Amazon zeigt bei “Delivering the Future“, wie Lieferungen künftig schneller werden

Amazon präsentierte erstmals sein Innovationszentrum im Ruhrgebiet in Deutschland – eines von vier weltweit. Die anderen befinden sich in Boston, Seattle und in Novara, nahe Mailand. Aber jenes in Dortmund sei speziell. Es ist mit seinen knapp 20.000 Quadratmetern das kleinste und einzige, das sich mit der letzten Meile beschäftigt. Trending Topics war live vor Ort und warf einen Blick auf die neuesten (KI)-Technologien aus dem Hause Amazon.

**Auszuführende Aufgaben**
1. Wiederholen Sie aus dem Text über Amazons Innovationszentrum wörtlich den Abschnitt, der bei „Amazon präsentierte erstmals“ beginnt und bei „dem Hause Amazon.“ endet.
2. Geben Sie an, wie groß das Innovationszentrum in Dortmund laut dem Text über Amazons Innovationszentrum ist.
3. Übersetzen Sie den Satz „Die anderen befinden sich in Boston, Seattle und in Novara, nahe Mailand.“ aus dem Text über Amazons Innovationszentrum ins Englische.

**Gespeicherte Daten**

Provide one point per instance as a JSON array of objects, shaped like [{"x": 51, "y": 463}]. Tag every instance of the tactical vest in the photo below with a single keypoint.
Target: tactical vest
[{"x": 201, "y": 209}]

**Die Antworten**
1.
Amazon präsentierte erstmals sein Innovationszentrum im Ruhrgebiet in Deutschland – eines von vier weltweit. Die anderen befinden sich in Boston, Seattle und in Novara, nahe Mailand. Aber jenes in Dortmund sei speziell. Es ist mit seinen knapp 20.000 Quadratmetern das kleinste und einzige, das sich mit der letzten Meile beschäftigt. Trending Topics war live vor Ort und warf einen Blick auf die neuesten (KI)-Technologien aus dem Hause Amazon.

2. Es hat knapp 20.000 Quadratmeter.

3. The others are located in Boston, Seattle, and Novara, near Milan.